▸ **Dataset content**
──────────────────────────────
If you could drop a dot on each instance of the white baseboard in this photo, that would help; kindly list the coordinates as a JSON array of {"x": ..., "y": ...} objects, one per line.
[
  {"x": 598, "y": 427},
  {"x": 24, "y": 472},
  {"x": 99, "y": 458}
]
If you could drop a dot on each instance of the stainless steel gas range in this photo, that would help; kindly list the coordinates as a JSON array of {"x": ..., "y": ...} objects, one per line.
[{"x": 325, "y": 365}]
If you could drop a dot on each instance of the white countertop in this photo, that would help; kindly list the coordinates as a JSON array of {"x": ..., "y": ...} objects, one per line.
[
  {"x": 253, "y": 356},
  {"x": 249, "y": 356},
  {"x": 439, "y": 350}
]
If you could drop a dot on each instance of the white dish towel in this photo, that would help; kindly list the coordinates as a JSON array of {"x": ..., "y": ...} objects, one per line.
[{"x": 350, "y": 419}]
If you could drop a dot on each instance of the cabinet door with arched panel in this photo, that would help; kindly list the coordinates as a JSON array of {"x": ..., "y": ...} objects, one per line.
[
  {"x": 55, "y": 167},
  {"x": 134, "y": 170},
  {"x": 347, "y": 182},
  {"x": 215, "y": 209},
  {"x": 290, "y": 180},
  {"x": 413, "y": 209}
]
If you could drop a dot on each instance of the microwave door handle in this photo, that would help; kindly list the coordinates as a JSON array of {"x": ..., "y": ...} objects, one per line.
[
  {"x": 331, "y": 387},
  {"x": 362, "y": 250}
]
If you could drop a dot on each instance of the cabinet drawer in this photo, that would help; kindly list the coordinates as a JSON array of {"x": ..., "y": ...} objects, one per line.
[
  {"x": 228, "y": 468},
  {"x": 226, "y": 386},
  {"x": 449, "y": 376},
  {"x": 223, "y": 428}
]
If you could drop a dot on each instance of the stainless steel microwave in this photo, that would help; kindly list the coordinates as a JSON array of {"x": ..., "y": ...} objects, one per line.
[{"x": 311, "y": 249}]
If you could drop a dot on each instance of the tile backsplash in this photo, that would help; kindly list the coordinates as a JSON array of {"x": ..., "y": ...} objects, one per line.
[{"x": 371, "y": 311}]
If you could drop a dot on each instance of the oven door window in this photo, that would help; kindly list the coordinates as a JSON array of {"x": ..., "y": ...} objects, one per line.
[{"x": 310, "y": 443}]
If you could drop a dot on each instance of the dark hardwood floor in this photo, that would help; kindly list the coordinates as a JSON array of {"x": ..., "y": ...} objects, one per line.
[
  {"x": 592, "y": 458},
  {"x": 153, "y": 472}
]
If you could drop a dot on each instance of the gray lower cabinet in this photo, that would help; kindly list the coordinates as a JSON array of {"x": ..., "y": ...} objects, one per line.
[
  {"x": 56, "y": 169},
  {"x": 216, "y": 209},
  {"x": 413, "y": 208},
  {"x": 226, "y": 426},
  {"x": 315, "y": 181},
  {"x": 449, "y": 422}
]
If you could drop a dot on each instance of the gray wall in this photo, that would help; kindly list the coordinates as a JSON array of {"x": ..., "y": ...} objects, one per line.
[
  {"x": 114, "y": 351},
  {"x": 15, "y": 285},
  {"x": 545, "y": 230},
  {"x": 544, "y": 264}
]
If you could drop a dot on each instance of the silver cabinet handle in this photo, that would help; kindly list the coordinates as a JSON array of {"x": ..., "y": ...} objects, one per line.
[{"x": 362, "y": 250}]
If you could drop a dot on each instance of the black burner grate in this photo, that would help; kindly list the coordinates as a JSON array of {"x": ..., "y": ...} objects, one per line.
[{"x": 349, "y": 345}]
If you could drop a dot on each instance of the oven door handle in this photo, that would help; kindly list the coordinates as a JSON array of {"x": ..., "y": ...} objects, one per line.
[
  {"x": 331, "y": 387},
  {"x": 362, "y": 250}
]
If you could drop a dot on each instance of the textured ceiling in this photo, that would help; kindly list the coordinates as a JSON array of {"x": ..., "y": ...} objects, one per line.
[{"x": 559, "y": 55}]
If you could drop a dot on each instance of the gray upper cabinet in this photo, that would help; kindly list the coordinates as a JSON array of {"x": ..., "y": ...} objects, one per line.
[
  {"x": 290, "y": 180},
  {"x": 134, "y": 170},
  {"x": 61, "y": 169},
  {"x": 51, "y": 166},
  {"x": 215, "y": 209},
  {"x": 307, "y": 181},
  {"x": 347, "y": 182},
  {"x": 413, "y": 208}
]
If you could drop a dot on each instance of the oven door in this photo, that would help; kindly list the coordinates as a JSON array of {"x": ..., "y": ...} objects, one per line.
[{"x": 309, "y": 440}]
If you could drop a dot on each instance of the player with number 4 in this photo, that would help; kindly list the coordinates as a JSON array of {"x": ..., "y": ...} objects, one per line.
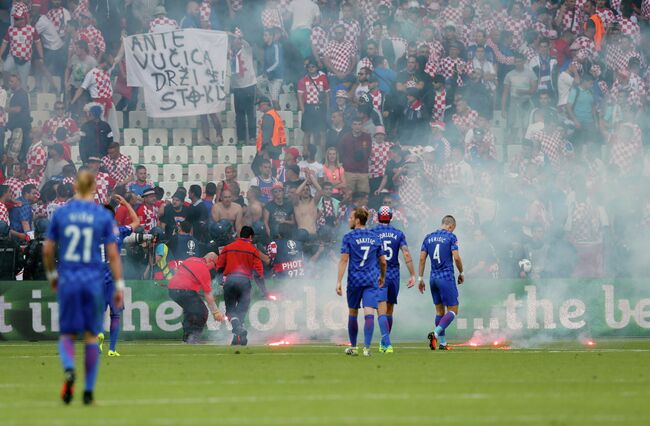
──────────────────────────────
▸ **Directions**
Output the entries exactly and keep every picture out of them.

▸ **Solved problem**
If you could drop a dot on each instance of the white baseboard in this photo, that would help; kindly list the coordinates as a JSON array of {"x": ..., "y": ...} objects, one per line.
[
  {"x": 598, "y": 427},
  {"x": 24, "y": 472},
  {"x": 99, "y": 458}
]
If you could drop a dot on each instance of the stainless steel gas range in this photo, that would help; kindly list the coordinates as a JSON array of {"x": ..., "y": ...} objects, one per line.
[{"x": 325, "y": 365}]
If you could drop a dot on each instance of the white countertop in this photo, that would help; kindly list the coordinates as a JSON array of {"x": ..., "y": ...} objects, one per line.
[
  {"x": 253, "y": 356},
  {"x": 249, "y": 356},
  {"x": 439, "y": 350}
]
If you could drop a dot on each instance of the white dish towel in this photo, that would help; kindly list the coordinates as a JSON array of {"x": ..., "y": ...} objects, one per line.
[{"x": 350, "y": 419}]
If you could drop a dot on each instance of the cabinet door with arched panel in this photo, that would help; kindly list the coordinates as a JSON array of {"x": ..., "y": ...} objects, one per line.
[
  {"x": 55, "y": 167},
  {"x": 134, "y": 170},
  {"x": 347, "y": 182},
  {"x": 215, "y": 209},
  {"x": 290, "y": 180},
  {"x": 413, "y": 209}
]
If you could drop a dot on each instance of the microwave door handle in this photo, that would help; kindly list the coordinates as a JSON array of {"x": ..., "y": ...} objects, one per line.
[
  {"x": 331, "y": 387},
  {"x": 362, "y": 250}
]
If you could drop a dot on each instance of the cabinet drawer in this photo, that would help; kindly list the coordinates as a JSON array of {"x": ..., "y": ...} objects, one per line.
[
  {"x": 228, "y": 468},
  {"x": 226, "y": 386},
  {"x": 449, "y": 376},
  {"x": 223, "y": 428}
]
If you could drop a dot on each instance of the stainless steel microwave in this photo, that would help; kindly list the coordinates as a JSON array of {"x": ..., "y": ...} objects, one per line.
[{"x": 311, "y": 249}]
If you could drop a dot on each instance of the tile backsplash in this photo, that would help; kindly list the coordinates as a JSON array of {"x": ..., "y": ...} objects, one per line.
[{"x": 371, "y": 311}]
If you could drop a dot on each instance of the oven door window in this photo, that would help; kindly list the coordinates as a JSON array of {"x": ..., "y": ...} objects, one per line.
[{"x": 310, "y": 443}]
If you could drop a dot on each instance of the dark hardwood floor in this photo, that would help; kindly list the coordinates as a JSON array of {"x": ..., "y": ...} objects, one per line.
[
  {"x": 592, "y": 458},
  {"x": 153, "y": 472}
]
If you could drop a dot on each instance of the gray lower cabinet in this photo, that would help; kindly list the coordinates as a JSON array of {"x": ..., "y": ...} objects, one per line.
[
  {"x": 56, "y": 169},
  {"x": 216, "y": 209},
  {"x": 413, "y": 208},
  {"x": 226, "y": 426},
  {"x": 315, "y": 181},
  {"x": 449, "y": 422}
]
If you could drop a dot on each instance of the gray wall in this photo, that would help; kindly list the coordinates as a JSON array of {"x": ..., "y": ...} objects, one per line.
[
  {"x": 114, "y": 351},
  {"x": 15, "y": 285},
  {"x": 545, "y": 230},
  {"x": 544, "y": 264}
]
If you could drop a dot on each instance of the silver cabinet handle in this photo, that would help; kindly list the coordinates as a JSON array of {"x": ..., "y": ...} objects, one per line.
[{"x": 362, "y": 250}]
If you could drop a dot on each instance of the black burner grate in this photo, that would help; kindly list the coordinates as a JSON array of {"x": ..., "y": ...} objects, one per line.
[{"x": 349, "y": 345}]
If you could drop a dot on each instance of the oven door handle in this photo, that would help; kindly list the coordinates as a JSON array of {"x": ..., "y": ...} objects, one per line.
[
  {"x": 331, "y": 387},
  {"x": 362, "y": 250}
]
If you could drop a dot on each instance of the textured ceiling in this photo, that would help; kindly list the coordinates as a JSON array of {"x": ..., "y": ...} objects, one per line.
[{"x": 559, "y": 55}]
If you could drop a dot on each instance of the gray upper cabinet in this photo, that would help; kindly list the coordinates as a JSON array of {"x": ..., "y": ...} objects, one per line.
[
  {"x": 290, "y": 180},
  {"x": 134, "y": 170},
  {"x": 61, "y": 169},
  {"x": 51, "y": 166},
  {"x": 215, "y": 209},
  {"x": 307, "y": 181},
  {"x": 347, "y": 182},
  {"x": 413, "y": 208}
]
If you could drop a dot on each instance of the oven door in this photo, that would help; kindly list the coordinates as a JSON array of {"x": ..., "y": ...} objects, one per line.
[{"x": 309, "y": 440}]
If you could drop a dot on each instance of the player with number 4 in this photo, that would help; kindly list the coordinates as a JSON array of {"x": ..., "y": ...} objects, one per line.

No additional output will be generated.